Can you render every line of the items below as a JSON list of strings, with one string per line and the blank lines omitted?

Segmentation labeling entries >>

○ ○ ○ ○ ○

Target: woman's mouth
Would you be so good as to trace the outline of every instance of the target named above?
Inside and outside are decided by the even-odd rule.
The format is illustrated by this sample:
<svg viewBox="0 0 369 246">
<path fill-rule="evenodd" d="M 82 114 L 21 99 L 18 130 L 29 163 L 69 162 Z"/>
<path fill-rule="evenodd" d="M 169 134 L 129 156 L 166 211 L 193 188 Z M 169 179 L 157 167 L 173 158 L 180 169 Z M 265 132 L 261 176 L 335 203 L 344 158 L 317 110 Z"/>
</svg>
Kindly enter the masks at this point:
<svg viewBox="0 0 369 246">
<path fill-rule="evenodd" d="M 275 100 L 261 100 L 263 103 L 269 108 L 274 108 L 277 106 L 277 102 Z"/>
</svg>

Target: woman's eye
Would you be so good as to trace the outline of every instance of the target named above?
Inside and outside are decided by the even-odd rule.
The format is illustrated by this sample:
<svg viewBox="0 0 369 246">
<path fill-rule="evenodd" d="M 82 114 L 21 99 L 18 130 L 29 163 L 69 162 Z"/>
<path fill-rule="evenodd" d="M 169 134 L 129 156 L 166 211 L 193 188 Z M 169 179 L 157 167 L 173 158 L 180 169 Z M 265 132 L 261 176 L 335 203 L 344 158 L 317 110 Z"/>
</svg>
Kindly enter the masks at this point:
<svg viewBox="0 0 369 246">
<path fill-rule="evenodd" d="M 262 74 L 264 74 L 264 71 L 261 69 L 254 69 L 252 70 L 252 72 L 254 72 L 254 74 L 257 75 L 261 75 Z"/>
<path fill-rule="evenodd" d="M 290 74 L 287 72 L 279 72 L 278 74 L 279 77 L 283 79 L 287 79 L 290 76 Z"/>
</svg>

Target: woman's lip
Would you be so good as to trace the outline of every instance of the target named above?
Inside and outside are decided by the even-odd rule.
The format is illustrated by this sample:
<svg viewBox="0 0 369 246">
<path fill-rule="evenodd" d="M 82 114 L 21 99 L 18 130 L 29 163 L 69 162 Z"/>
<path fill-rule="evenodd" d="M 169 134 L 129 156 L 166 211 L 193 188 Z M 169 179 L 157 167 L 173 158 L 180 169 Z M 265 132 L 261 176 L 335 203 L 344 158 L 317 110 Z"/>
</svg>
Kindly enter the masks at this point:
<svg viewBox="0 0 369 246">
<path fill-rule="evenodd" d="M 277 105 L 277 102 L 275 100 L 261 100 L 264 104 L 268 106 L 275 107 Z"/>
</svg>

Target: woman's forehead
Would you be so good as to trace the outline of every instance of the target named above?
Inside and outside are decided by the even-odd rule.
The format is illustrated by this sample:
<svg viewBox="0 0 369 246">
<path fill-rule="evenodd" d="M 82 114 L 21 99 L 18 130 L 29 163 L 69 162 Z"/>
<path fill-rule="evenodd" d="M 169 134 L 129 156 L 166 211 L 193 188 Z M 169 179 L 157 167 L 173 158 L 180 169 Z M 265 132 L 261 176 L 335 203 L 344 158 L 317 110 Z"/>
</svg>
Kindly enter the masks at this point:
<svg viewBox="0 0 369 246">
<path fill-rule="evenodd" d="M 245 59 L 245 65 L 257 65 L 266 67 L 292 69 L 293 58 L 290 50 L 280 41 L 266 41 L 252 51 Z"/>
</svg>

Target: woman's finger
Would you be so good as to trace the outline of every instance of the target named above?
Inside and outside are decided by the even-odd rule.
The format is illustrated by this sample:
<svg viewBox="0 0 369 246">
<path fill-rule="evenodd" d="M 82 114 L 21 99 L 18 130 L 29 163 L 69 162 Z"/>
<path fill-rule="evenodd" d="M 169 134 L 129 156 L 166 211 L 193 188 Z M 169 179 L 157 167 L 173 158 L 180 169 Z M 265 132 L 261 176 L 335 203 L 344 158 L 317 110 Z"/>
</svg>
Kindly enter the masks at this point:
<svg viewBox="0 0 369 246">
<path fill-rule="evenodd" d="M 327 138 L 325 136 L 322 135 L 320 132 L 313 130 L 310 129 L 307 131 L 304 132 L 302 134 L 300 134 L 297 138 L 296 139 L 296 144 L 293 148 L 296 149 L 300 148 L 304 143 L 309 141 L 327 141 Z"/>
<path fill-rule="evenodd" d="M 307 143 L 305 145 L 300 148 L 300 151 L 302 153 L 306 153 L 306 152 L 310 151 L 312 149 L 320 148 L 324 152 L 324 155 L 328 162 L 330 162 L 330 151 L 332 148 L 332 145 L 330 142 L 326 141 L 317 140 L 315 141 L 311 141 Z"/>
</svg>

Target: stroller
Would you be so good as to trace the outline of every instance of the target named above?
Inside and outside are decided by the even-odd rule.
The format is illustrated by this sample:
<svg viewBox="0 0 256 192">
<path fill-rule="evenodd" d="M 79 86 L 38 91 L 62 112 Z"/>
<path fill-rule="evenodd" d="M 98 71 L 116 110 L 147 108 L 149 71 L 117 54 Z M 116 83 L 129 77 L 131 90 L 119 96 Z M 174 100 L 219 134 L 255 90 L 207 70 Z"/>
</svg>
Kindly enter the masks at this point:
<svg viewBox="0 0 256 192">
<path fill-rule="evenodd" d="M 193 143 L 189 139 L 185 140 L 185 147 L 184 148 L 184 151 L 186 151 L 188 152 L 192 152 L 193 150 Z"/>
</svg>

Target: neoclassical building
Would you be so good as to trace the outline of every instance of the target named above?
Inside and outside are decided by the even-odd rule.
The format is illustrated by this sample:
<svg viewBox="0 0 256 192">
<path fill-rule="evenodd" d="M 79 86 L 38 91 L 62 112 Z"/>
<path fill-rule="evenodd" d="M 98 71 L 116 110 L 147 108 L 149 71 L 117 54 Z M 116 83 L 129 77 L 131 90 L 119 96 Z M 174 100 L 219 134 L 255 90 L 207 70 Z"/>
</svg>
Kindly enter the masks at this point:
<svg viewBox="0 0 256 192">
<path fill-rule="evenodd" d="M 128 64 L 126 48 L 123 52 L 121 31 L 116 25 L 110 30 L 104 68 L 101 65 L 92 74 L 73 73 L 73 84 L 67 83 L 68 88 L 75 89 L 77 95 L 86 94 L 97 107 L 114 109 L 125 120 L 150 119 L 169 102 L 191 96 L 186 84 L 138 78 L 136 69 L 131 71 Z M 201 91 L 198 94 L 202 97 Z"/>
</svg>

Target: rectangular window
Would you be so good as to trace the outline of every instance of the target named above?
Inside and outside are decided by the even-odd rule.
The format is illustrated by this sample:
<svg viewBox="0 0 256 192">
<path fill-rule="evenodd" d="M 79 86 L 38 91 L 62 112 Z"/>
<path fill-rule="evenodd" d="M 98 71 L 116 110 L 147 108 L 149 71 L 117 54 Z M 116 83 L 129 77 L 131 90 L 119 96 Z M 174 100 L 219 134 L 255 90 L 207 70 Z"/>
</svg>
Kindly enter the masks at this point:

○ ○ ○ ○ ○

The result >>
[
  "Target: woman's mouth",
  "Would you be so good as to trace the outline of every instance of the target named above?",
  "Inside and outside are decided by the even-odd rule.",
  "The format is illustrated by this sample:",
  "<svg viewBox=\"0 0 369 246\">",
  "<path fill-rule=\"evenodd\" d=\"M 82 114 L 21 99 L 18 130 L 29 163 L 69 162 Z\"/>",
  "<path fill-rule=\"evenodd\" d=\"M 169 134 L 129 156 L 166 211 L 193 188 Z M 169 179 L 157 167 L 173 158 L 180 169 Z M 265 132 L 261 176 L 335 203 L 344 158 L 317 110 Z\"/>",
  "</svg>",
  "Kindly enter the masks at this point:",
  "<svg viewBox=\"0 0 369 246\">",
  "<path fill-rule=\"evenodd\" d=\"M 275 100 L 261 100 L 263 103 L 269 108 L 274 108 L 277 106 L 277 102 Z\"/>",
  "</svg>",
  "Target: woman's eye",
  "Would you be so good as to trace the outline of every instance of the target named above?",
  "Inside and outside are decided by the even-odd rule.",
  "The format is illustrated by this sample:",
  "<svg viewBox=\"0 0 369 246\">",
  "<path fill-rule=\"evenodd\" d=\"M 82 114 L 21 99 L 18 130 L 29 163 L 69 162 Z\"/>",
  "<path fill-rule=\"evenodd\" d=\"M 169 134 L 129 156 L 166 211 L 193 188 Z M 169 179 L 157 167 L 173 158 L 180 169 Z M 265 132 L 261 176 L 335 203 L 344 158 L 317 110 Z\"/>",
  "</svg>",
  "Kindly enter the masks at this point:",
  "<svg viewBox=\"0 0 369 246\">",
  "<path fill-rule=\"evenodd\" d=\"M 262 74 L 264 74 L 264 71 L 261 69 L 254 69 L 252 70 L 252 72 L 254 72 L 254 74 L 257 75 L 261 75 Z\"/>",
  "<path fill-rule=\"evenodd\" d=\"M 290 74 L 287 72 L 279 72 L 278 74 L 279 77 L 283 79 L 287 79 L 290 76 Z\"/>",
  "</svg>",
  "Target: woman's lip",
  "Would you be so good as to trace the outline of every instance of the target named above?",
  "Inside and outside are decided by the even-odd rule.",
  "The format is illustrated by this sample:",
  "<svg viewBox=\"0 0 369 246\">",
  "<path fill-rule=\"evenodd\" d=\"M 82 114 L 21 99 L 18 130 L 29 163 L 69 162 Z\"/>",
  "<path fill-rule=\"evenodd\" d=\"M 169 134 L 129 156 L 166 211 L 193 188 Z M 169 179 L 157 167 L 173 158 L 180 169 Z M 265 132 L 261 176 L 335 203 L 344 158 L 317 110 Z\"/>",
  "</svg>",
  "Kindly enter the masks at this point:",
  "<svg viewBox=\"0 0 369 246\">",
  "<path fill-rule=\"evenodd\" d=\"M 277 105 L 277 102 L 275 100 L 261 100 L 264 104 L 268 106 L 275 107 Z\"/>",
  "</svg>",
  "Target: woman's forehead",
  "Would you be so good as to trace the outline of every instance of the target named above?",
  "Inside and outside are decided by the even-odd rule.",
  "The format is illustrated by this sample:",
  "<svg viewBox=\"0 0 369 246\">",
  "<path fill-rule=\"evenodd\" d=\"M 82 114 L 21 99 L 18 130 L 29 163 L 69 162 Z\"/>",
  "<path fill-rule=\"evenodd\" d=\"M 169 134 L 129 156 L 166 211 L 193 188 Z M 169 179 L 157 167 L 173 158 L 180 169 Z M 265 132 L 261 176 L 335 203 L 344 158 L 317 110 Z\"/>",
  "</svg>",
  "Kindly enter the masks at this point:",
  "<svg viewBox=\"0 0 369 246\">",
  "<path fill-rule=\"evenodd\" d=\"M 245 59 L 245 65 L 257 65 L 266 67 L 292 69 L 293 58 L 290 50 L 280 41 L 266 41 L 252 51 Z\"/>",
  "</svg>",
  "Target: woman's finger",
  "Would you be so good as to trace the outline of every instance of the target named above?",
  "Inside and outside are decided by the even-odd rule.",
  "The format is illustrated by this sample:",
  "<svg viewBox=\"0 0 369 246\">",
  "<path fill-rule=\"evenodd\" d=\"M 82 114 L 21 99 L 18 130 L 29 163 L 69 162 Z\"/>",
  "<path fill-rule=\"evenodd\" d=\"M 169 134 L 129 156 L 166 211 L 193 188 Z M 169 179 L 157 167 L 173 158 L 180 169 Z M 265 132 L 261 176 L 335 203 L 344 158 L 317 110 Z\"/>",
  "</svg>",
  "Kindly enter the masks at this point:",
  "<svg viewBox=\"0 0 369 246\">",
  "<path fill-rule=\"evenodd\" d=\"M 327 138 L 325 136 L 322 135 L 320 132 L 313 130 L 310 129 L 307 131 L 304 132 L 302 134 L 300 134 L 297 138 L 296 139 L 296 144 L 293 148 L 296 149 L 300 148 L 304 143 L 309 141 L 327 141 Z\"/>",
  "<path fill-rule=\"evenodd\" d=\"M 307 143 L 305 145 L 300 148 L 300 151 L 302 153 L 306 153 L 306 152 L 310 151 L 312 149 L 320 148 L 324 152 L 324 155 L 328 162 L 330 162 L 330 151 L 332 148 L 332 145 L 330 142 L 326 141 L 317 140 L 315 141 L 311 141 Z\"/>",
  "</svg>",
  "Target: stroller",
  "Would you be so good as to trace the outline of every instance of the target named above?",
  "Inside and outside are decided by the even-odd rule.",
  "The format is illustrated by this sample:",
  "<svg viewBox=\"0 0 256 192\">",
  "<path fill-rule=\"evenodd\" d=\"M 79 86 L 38 91 L 62 112 Z\"/>",
  "<path fill-rule=\"evenodd\" d=\"M 98 71 L 116 110 L 147 108 L 149 71 L 117 54 Z M 116 83 L 129 77 L 131 90 L 119 96 Z M 174 100 L 219 134 L 255 90 L 207 70 Z\"/>",
  "</svg>",
  "Kindly enter the masks at this point:",
  "<svg viewBox=\"0 0 256 192\">",
  "<path fill-rule=\"evenodd\" d=\"M 193 143 L 189 139 L 185 140 L 185 147 L 184 148 L 184 151 L 186 151 L 188 152 L 192 152 L 193 150 Z\"/>",
  "</svg>",
  "Target: neoclassical building",
  "Would you be so good as to trace the outline of every instance of the target named above?",
  "Inside and outside are decided by the even-odd rule.",
  "The format is illustrated by this sample:",
  "<svg viewBox=\"0 0 256 192\">",
  "<path fill-rule=\"evenodd\" d=\"M 79 86 L 38 91 L 62 112 Z\"/>",
  "<path fill-rule=\"evenodd\" d=\"M 98 71 L 116 110 L 147 108 L 149 71 L 117 54 Z M 116 83 L 129 77 L 131 90 L 119 96 Z M 174 100 L 219 134 L 255 90 L 207 70 Z\"/>",
  "</svg>",
  "Kindly enter the masks at this point:",
  "<svg viewBox=\"0 0 256 192\">",
  "<path fill-rule=\"evenodd\" d=\"M 128 64 L 126 48 L 123 52 L 121 31 L 116 25 L 110 30 L 104 68 L 101 65 L 92 74 L 73 73 L 73 84 L 67 83 L 68 88 L 75 89 L 77 95 L 86 94 L 97 107 L 114 109 L 125 120 L 150 119 L 169 102 L 191 96 L 186 84 L 138 78 L 136 69 L 131 71 Z M 201 91 L 198 94 L 202 97 Z\"/>",
  "</svg>",
  "Target: rectangular window",
  "Would you be so good as to trace the outline of every instance of the target named above?",
  "Inside and outside are decided by the even-odd rule.",
  "The format is illustrated by this sample:",
  "<svg viewBox=\"0 0 256 192\">",
  "<path fill-rule=\"evenodd\" d=\"M 79 86 L 38 91 L 62 112 Z\"/>",
  "<path fill-rule=\"evenodd\" d=\"M 98 71 L 116 110 L 147 108 L 149 71 L 117 54 Z M 116 83 L 129 77 L 131 90 L 119 96 Z M 174 100 L 219 134 L 255 90 L 207 70 Z\"/>",
  "</svg>",
  "Kindly enter the masks at this point:"
]